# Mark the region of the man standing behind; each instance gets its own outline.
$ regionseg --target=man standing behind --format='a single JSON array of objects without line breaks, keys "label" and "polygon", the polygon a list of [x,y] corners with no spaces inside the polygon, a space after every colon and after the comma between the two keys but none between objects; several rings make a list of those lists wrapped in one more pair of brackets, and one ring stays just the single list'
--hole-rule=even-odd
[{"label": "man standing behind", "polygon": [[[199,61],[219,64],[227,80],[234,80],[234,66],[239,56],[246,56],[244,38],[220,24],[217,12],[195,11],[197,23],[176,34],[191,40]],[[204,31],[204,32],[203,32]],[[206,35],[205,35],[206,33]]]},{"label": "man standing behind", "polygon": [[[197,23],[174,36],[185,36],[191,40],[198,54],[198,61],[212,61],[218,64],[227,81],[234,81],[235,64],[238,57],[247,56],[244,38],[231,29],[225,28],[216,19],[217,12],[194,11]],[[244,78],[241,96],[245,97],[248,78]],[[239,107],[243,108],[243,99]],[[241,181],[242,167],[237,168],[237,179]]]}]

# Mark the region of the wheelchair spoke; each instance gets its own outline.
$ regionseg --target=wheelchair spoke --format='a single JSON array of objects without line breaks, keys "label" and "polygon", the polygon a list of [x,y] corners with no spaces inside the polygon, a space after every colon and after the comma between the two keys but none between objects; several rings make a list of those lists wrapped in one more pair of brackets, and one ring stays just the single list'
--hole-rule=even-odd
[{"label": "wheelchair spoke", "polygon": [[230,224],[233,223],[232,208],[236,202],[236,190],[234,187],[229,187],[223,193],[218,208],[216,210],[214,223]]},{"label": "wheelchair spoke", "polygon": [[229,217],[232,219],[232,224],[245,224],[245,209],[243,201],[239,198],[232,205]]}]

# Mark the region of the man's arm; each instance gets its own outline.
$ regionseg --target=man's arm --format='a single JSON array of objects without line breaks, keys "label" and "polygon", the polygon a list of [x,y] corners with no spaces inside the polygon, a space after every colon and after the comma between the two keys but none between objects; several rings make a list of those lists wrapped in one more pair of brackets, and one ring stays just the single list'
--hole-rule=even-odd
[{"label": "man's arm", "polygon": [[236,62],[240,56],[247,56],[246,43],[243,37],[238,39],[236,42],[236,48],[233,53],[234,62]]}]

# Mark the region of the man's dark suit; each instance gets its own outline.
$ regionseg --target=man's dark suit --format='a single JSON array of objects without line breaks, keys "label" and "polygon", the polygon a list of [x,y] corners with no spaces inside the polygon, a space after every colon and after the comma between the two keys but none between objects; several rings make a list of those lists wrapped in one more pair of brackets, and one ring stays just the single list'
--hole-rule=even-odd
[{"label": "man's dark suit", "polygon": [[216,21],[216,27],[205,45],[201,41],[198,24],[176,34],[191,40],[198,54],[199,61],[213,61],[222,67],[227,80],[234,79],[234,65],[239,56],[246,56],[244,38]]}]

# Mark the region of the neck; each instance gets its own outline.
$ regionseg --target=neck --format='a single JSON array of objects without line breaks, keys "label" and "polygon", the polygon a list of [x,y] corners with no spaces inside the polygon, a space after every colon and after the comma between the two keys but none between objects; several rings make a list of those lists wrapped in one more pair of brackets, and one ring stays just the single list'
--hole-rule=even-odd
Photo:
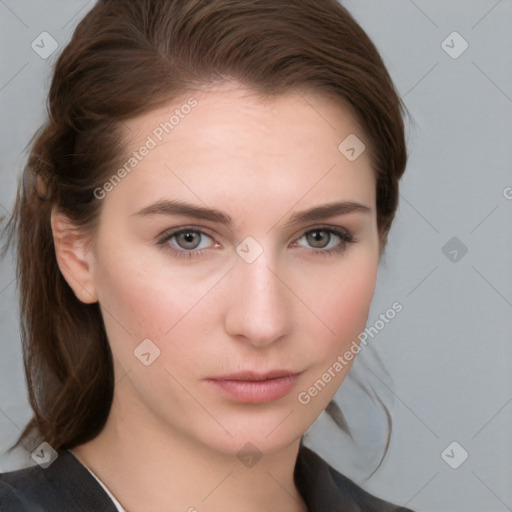
[{"label": "neck", "polygon": [[293,479],[300,440],[255,463],[137,416],[114,395],[102,432],[73,449],[127,512],[307,511]]}]

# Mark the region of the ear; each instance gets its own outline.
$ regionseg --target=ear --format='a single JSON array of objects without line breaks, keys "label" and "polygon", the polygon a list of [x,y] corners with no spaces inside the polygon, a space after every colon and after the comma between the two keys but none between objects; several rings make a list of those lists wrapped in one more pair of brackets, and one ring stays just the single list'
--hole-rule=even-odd
[{"label": "ear", "polygon": [[90,237],[55,209],[51,213],[51,227],[55,256],[64,279],[78,300],[85,304],[97,302]]}]

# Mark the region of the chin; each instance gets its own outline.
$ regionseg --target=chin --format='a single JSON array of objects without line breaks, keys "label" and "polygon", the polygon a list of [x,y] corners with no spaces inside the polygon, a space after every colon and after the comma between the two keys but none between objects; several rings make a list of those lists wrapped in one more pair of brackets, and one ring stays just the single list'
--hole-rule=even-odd
[{"label": "chin", "polygon": [[224,422],[223,426],[229,434],[219,427],[219,435],[210,437],[205,442],[214,450],[238,458],[246,451],[255,452],[255,455],[277,453],[299,441],[316,419],[302,418],[298,421],[297,413],[297,408],[286,407],[276,409],[273,414],[263,418],[255,419],[252,414],[231,423]]}]

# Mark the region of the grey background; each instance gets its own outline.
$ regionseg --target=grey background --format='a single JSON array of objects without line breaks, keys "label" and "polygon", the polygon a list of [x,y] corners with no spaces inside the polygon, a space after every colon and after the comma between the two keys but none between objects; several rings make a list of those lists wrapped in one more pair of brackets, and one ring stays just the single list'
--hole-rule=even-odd
[{"label": "grey background", "polygon": [[[93,3],[0,0],[1,214],[12,208],[24,147],[44,119],[58,54],[43,59],[31,43],[46,31],[60,50]],[[411,114],[409,165],[368,325],[395,301],[403,311],[354,366],[392,404],[380,469],[364,478],[384,431],[349,381],[340,405],[372,456],[351,448],[325,414],[308,444],[370,492],[418,511],[512,510],[512,0],[343,3],[377,44]],[[469,44],[458,58],[442,47],[454,31]],[[462,48],[457,36],[446,45],[452,54]],[[0,471],[31,463],[30,454],[2,453],[30,417],[16,301],[7,258],[0,268]],[[377,368],[378,357],[389,374],[365,370]],[[457,469],[441,457],[453,441],[469,454]],[[448,450],[448,460],[460,453]]]}]

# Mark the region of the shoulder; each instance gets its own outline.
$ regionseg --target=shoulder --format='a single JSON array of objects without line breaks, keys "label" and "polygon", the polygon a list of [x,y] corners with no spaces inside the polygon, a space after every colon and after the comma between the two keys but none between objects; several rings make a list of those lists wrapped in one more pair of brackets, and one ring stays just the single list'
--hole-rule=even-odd
[{"label": "shoulder", "polygon": [[116,512],[108,495],[75,457],[60,451],[46,469],[31,466],[0,474],[1,512]]},{"label": "shoulder", "polygon": [[366,492],[304,445],[299,449],[295,482],[311,512],[412,512]]}]

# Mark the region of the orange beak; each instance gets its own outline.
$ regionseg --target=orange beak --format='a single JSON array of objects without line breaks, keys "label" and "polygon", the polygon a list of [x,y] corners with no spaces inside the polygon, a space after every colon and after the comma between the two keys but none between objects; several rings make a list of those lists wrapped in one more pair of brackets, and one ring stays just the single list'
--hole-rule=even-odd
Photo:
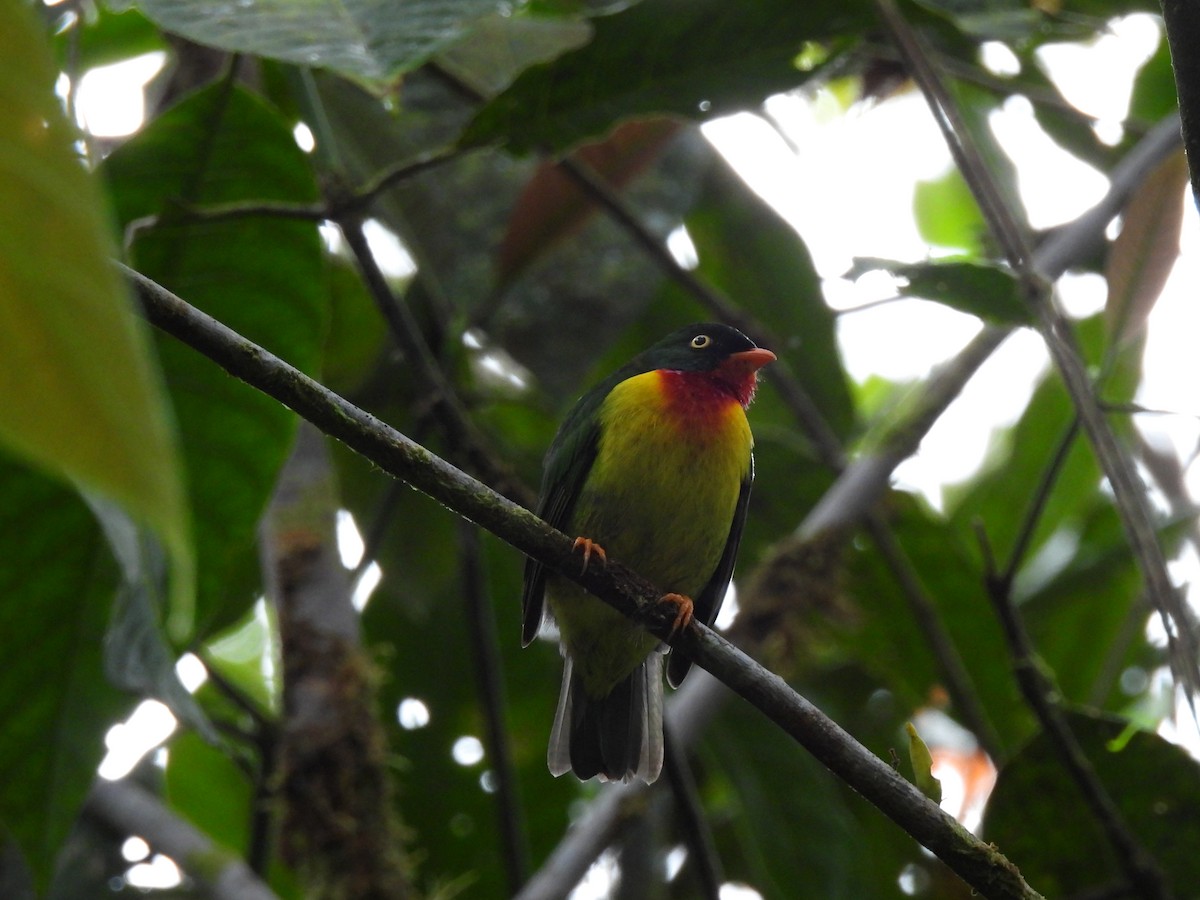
☆ ☆ ☆
| Exercise |
Copy out, from the listing above, every line that contains the word "orange".

| Task result |
# Mark the region of the orange beak; each instance gets its own outline.
$ regionseg --target=orange beak --format='a single JSON array of objects without line breaks, keys "label" and "polygon", the polygon a list of [x,y] corners with no spaces inside the polygon, a space after every colon and after the comma between the two keys but none between objects; several rings make a list of those lists wrapped in one more pair of brackets, and one ring stays just the single list'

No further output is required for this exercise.